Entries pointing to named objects
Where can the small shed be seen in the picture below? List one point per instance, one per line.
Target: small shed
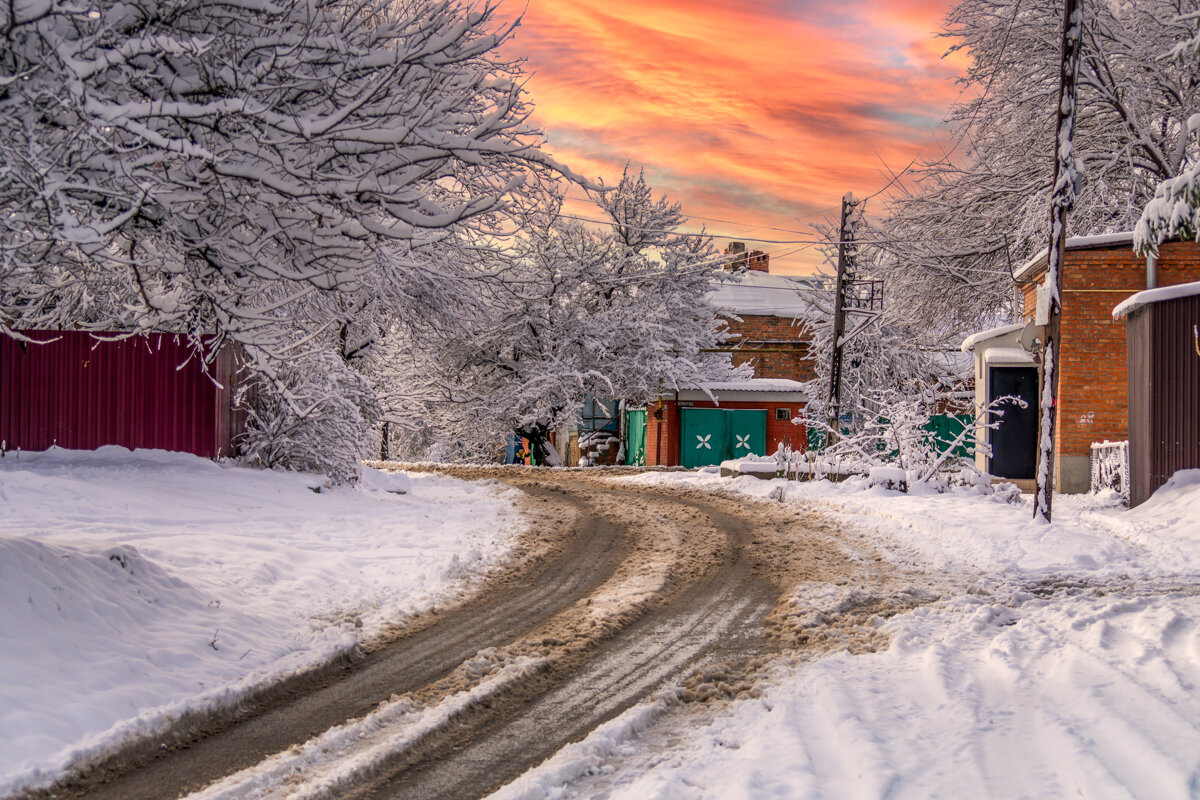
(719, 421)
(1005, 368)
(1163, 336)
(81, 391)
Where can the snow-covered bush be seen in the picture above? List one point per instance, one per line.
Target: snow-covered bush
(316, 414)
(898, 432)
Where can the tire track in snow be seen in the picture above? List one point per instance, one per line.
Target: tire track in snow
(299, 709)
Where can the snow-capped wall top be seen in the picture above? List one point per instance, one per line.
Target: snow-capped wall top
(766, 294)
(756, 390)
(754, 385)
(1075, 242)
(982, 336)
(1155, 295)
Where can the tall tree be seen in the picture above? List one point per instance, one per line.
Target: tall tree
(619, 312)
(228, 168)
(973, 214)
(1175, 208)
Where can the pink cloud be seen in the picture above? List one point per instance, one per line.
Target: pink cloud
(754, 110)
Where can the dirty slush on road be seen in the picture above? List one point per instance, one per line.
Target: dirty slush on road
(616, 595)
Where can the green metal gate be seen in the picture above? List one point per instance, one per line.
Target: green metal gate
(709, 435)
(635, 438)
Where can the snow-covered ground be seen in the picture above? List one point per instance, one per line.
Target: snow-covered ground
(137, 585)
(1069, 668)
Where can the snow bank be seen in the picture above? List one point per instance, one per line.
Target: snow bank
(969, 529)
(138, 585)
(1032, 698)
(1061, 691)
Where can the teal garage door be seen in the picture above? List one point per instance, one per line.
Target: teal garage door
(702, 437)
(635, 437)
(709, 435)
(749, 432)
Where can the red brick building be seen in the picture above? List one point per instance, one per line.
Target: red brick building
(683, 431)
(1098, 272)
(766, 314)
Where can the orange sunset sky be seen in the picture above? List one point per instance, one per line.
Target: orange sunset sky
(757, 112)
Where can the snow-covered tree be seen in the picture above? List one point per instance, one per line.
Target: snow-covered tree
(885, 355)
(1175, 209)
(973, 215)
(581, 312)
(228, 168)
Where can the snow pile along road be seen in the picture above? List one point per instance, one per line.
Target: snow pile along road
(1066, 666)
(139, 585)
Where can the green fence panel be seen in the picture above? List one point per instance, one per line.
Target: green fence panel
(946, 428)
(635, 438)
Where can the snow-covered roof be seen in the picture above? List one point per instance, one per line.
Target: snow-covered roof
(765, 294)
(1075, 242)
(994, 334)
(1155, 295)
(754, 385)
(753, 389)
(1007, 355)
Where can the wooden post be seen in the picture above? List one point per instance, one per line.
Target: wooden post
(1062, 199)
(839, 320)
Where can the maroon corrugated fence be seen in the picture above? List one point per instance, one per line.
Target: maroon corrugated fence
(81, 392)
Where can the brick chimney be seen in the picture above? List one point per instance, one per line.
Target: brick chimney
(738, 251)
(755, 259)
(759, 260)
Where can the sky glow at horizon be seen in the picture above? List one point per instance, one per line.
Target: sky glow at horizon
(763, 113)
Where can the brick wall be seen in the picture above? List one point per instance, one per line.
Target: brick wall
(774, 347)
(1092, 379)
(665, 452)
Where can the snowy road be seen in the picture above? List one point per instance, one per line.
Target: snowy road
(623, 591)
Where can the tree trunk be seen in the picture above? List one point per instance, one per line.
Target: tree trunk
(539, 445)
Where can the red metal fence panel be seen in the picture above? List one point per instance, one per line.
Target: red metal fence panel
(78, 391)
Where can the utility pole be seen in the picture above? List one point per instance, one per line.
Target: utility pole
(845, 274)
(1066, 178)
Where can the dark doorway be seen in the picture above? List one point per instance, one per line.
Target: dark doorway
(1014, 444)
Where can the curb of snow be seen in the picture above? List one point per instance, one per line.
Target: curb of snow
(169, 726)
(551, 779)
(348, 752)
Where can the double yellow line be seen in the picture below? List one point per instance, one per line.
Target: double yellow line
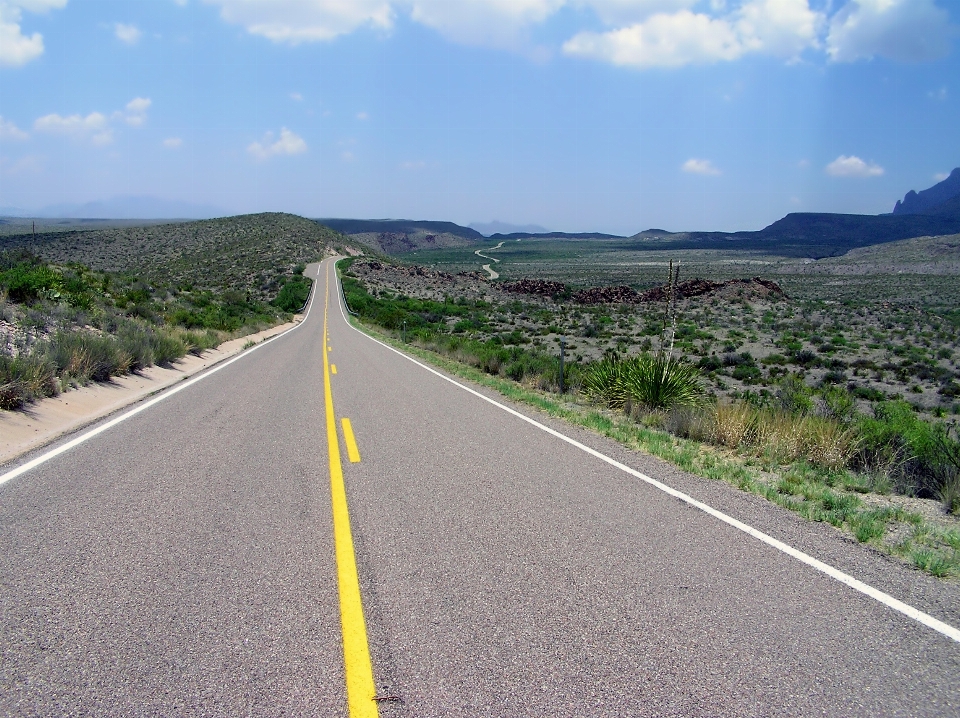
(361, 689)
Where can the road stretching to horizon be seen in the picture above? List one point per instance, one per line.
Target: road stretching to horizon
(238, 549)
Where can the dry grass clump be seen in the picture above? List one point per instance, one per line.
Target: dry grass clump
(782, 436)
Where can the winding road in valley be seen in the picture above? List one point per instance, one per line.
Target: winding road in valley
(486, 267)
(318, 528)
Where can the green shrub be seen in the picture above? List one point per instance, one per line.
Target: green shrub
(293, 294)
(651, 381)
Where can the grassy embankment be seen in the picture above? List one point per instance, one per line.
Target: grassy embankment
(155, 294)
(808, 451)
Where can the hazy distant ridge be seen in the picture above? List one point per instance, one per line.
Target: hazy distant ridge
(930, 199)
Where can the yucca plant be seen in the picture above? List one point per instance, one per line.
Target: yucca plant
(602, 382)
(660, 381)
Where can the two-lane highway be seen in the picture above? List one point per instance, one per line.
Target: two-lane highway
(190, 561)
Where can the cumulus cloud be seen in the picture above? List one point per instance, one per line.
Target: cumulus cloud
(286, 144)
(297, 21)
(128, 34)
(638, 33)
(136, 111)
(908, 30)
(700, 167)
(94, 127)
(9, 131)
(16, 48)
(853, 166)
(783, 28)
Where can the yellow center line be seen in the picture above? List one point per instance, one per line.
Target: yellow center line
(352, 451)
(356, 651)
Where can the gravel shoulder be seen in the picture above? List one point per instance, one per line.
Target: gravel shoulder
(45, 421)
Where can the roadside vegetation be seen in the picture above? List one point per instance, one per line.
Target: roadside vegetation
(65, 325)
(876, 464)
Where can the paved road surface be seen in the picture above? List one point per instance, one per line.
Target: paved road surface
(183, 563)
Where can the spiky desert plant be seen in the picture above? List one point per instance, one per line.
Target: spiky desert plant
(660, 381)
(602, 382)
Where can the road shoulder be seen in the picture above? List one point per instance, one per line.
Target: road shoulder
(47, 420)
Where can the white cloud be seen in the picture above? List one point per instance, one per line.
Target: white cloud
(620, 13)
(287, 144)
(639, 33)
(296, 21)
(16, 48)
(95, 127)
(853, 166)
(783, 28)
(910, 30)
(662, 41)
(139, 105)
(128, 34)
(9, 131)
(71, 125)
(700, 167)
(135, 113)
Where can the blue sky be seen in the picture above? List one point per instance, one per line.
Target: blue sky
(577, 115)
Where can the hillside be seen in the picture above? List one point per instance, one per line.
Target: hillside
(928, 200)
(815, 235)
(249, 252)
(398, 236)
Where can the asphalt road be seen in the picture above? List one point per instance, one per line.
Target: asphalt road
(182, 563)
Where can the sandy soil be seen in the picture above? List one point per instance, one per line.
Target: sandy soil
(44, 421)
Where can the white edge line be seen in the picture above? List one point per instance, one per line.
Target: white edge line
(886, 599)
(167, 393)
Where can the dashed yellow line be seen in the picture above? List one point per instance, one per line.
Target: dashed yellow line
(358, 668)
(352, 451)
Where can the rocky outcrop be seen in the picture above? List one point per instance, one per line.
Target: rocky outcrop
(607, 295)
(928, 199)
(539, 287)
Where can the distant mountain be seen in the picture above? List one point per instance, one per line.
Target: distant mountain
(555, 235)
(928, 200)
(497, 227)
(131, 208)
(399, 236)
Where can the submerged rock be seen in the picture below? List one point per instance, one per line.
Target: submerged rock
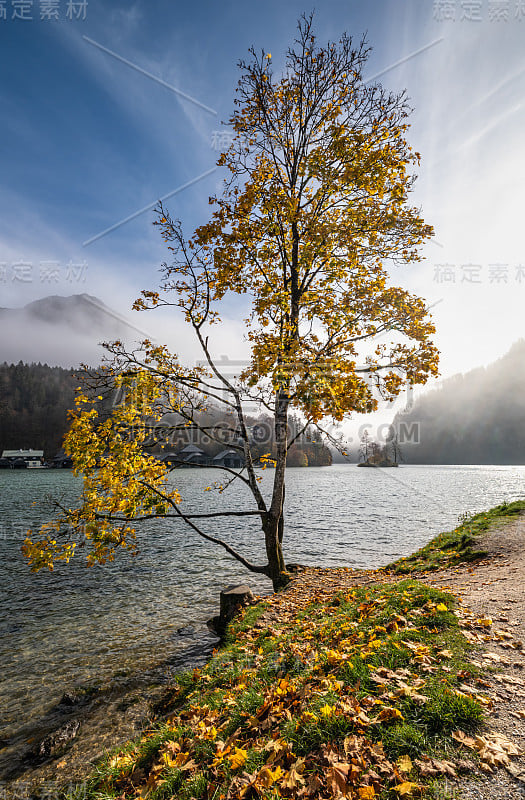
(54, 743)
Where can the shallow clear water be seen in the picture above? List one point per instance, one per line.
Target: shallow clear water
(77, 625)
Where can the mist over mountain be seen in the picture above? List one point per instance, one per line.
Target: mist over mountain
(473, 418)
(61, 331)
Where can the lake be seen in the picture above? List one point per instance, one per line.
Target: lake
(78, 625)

Requirements: Please retype all of the lines above word for word, leaving the pictures out of your answer.

Exercise response:
Where can the small shed be seen in the picture below? List one point per instance, one per line.
Target: small shed
(719, 421)
(1005, 368)
(1163, 336)
(81, 391)
Where can the snow-covered bush be seen in the picture above? List one point per instance, one per line.
Target: snow-covered bush
(316, 414)
(898, 432)
Where can the tire track in snow be seen in the picture above? List one point per instance, one per line.
Target: tire track in snow
(299, 709)
Where can the snow-capped wall top be seen in the picture above? List one point per instance, one per line.
Target: snow-capped wall top
(766, 294)
(756, 390)
(754, 385)
(1075, 242)
(982, 336)
(1155, 295)
Where can the tall tree be seen in the picture above? List one point per instance, one per line.
Target: tall tree
(619, 312)
(228, 168)
(973, 214)
(1175, 208)
Where can the pink cloud be seen in the picture above? List one point per instance, one per line.
Target: pink cloud
(754, 110)
Where can the dirty slush on road be seen in the picture above? List one point per instance, one per line.
Target: dirty slush on road
(616, 595)
Where can the green metal gate be seen in the picture above? List one point per instance, one per line.
Target: green metal gate
(709, 435)
(635, 438)
Where can the snow-covered ground be seen in the picture above? List one point per instance, one per line.
Target: snow-covered ground
(137, 585)
(1069, 668)
Where can the snow bank be seen in the picture above? List one point per instance, one per line.
Target: snow bank
(969, 529)
(138, 585)
(1032, 698)
(1061, 691)
Where can the teal garage door be seen in the picture above? List one point per instance, one per line.
Target: teal garage door
(702, 437)
(635, 437)
(709, 435)
(749, 432)
Where can the red brick building be seen in the picture above? List one point per instance, one per line.
Target: red brick building
(683, 431)
(1098, 272)
(766, 314)
Where can the orange sunset sky be seen in the picture above? List one point per instance, one per line.
Target: orange sunset sky
(757, 112)
Where can the snow-covered tree be seen in the picture above? List one point per instance, one per line.
Target: snow-covered tree
(885, 355)
(1175, 209)
(973, 215)
(581, 312)
(228, 168)
Where can the snow pile along road be seen in the picture above? List one point per instance, one per line.
Target: snow pile along road
(1066, 666)
(139, 585)
Where can the green fence panel be seen in the picture above? List one point per instance, one per line.
Target: green fence panel
(946, 428)
(635, 438)
Where can the snow-covered roof be seen in the picture above? List one point per instance, one per line.
Target: snow-covered roof
(765, 294)
(1075, 242)
(994, 334)
(1155, 295)
(754, 385)
(753, 389)
(1007, 355)
Where can the wooden post be seen in the picture above? List one point per instance, one per line.
Target: wooden post
(1062, 199)
(839, 320)
Where can the maroon corrugated fence be seen in the picture above? List one point per instance, one per line.
Target: maroon corrugated fence
(81, 392)
Where can the brick chimney be seen in the picture above? List one point per instance, one per line.
Target: brick chimney
(738, 251)
(755, 259)
(759, 260)
Where can the sky glow at horizon be seen in the picture above? List one point per instance, one per line.
Target: sky glow at horizon
(763, 113)
Where can the brick wall be seen in the picture above? List one point per instance, one per line.
Target: brick wall
(774, 347)
(1092, 379)
(665, 452)
Where can the snowy road be seen in the picture above? List one point per instance, one per line.
Target: snowy road
(623, 591)
Where can the tree trunk be seen in the picture above? List one point per instance, one per line.
Target: tree trunk
(539, 445)
Where can the red metal fence panel be seen in the picture above? List one point per instance, one per line.
Target: red metal fence panel
(78, 391)
Where can the utility pole be seen in the picture above? List one point per instance, one per line.
Target: utility pole
(845, 274)
(1066, 178)
Where can the dark doorway be seen in the picture above? List one point per instance, one per line.
Target: dark doorway
(1014, 444)
Where can the curb of snow be seen in the picture above? List one point per instance, one per line.
Target: curb of snow
(169, 726)
(551, 779)
(348, 752)
Where can the double yellow line be seen in the picture below? List one point per instance, one per line.
Target: double yellow line
(361, 689)
Where can the road stretching to horizon be seen in the picture above? List one point per instance, one per line.
Target: road stretching to horizon
(238, 549)
Where can the dry grass clump be seen in the picture above? List one point per instance, one per line.
Target: dry grass clump
(782, 436)
Where can the winding road in valley be seen in the picture above? List one point per instance, one per line.
Target: winding road in valley
(486, 267)
(318, 528)
Where can the green shrub be seen in the picture above? List one point per instance, one per line.
Target: green shrub
(293, 294)
(651, 381)
Where can the grassy embankment be seen in the picture above? List one point per instance, one per line.
Target: grassy embankment
(155, 294)
(808, 451)
Where can the hazy distant ridge be seen in the picture above? List one point per instance, one per line.
Target: hazy distant ridge
(930, 199)
Where can the yucca plant be seen in the picture above? List one point per instance, one per line.
Target: yucca plant
(602, 382)
(660, 381)
Where can the two-lane highway be seen in the picture above? List one point per instance, one per line.
Target: two-lane highway
(190, 561)
Where can the cumulus cloud be seen in the picture above? List one point per instance, one per line.
Target: cumulus cloud
(286, 144)
(297, 21)
(128, 34)
(638, 33)
(136, 111)
(908, 30)
(700, 167)
(94, 127)
(9, 131)
(16, 48)
(853, 166)
(783, 28)
Where can the yellow center line be seen in the picture above? List one point per instance, one per line.
Target: yellow center line
(352, 451)
(356, 651)
Where can the gravel shoulder be seen in the picture above? List one point per instance, one per line.
Target: gravel shoulder
(45, 421)
Where can the roadside vegetation be seen in the picture above? List one point per instance, one per line.
Target: roadside vegetation
(65, 325)
(876, 464)
Where can the paved road surface be seen in the picture above? List one point per instance, one per line.
Target: paved road surface
(183, 563)
Where can the spiky desert plant be seen in the picture above? List one point per instance, one per line.
Target: spiky desert plant
(660, 381)
(602, 382)
Where can the road shoulder be seen in the picture above? List one point per instance, one per line.
Target: road shoulder
(47, 420)
Where can the white cloud be seen in the picture above? List one point per instance, one per line.
Target: white cloud
(620, 13)
(287, 144)
(639, 33)
(296, 21)
(16, 48)
(95, 127)
(853, 166)
(783, 28)
(910, 30)
(662, 41)
(139, 105)
(128, 34)
(9, 131)
(71, 125)
(700, 167)
(135, 113)
Where can the blue sky be seen in the picture above? List one point per instance, one per line.
Target: blue sky
(577, 115)
Where can the hillside be seen in the picture above? List one point per instance, one per line.
Target: hillside
(928, 200)
(815, 235)
(249, 252)
(398, 236)
Where can the asphalt road be seen in the picture above? List one point per instance, one per line.
Target: asphalt road
(182, 563)
Where can the sandy soil be seen in the picture above? List one point per instance, one per line.
Target: sandy soil
(44, 421)
Where can the white edge line be seen in the picture above? List one point per instance, one per line.
Target: white edge line
(886, 599)
(167, 393)
Where can the dashed yellow line be seen in the picture above? List one point per instance, one per line.
Target: dashed yellow line
(358, 668)
(352, 451)
Where can the rocky outcrop be seen in the picture above? List one point per instance, one per line.
Target: rocky outcrop
(607, 295)
(928, 199)
(539, 287)
Where can the distant mountain be seen in the picture above? List one point per instance, one per line.
Target: distant mountain
(555, 235)
(928, 200)
(497, 227)
(131, 208)
(399, 236)
Where can the submerged rock be seen in the picture below? List one point per instance, one per line.
Target: submerged rock
(54, 743)
Where can the shallow clear water be seen in the picture above? List one point per instance, one per line.
Target: shallow clear water
(77, 625)
Where can the mist over mountain be seen in the picture above? List one point per instance, one per line.
Target: mist over mountain
(473, 418)
(61, 331)
Where can the lake be seen in the picture above? List one point per instance, one per line.
Target: lake
(78, 625)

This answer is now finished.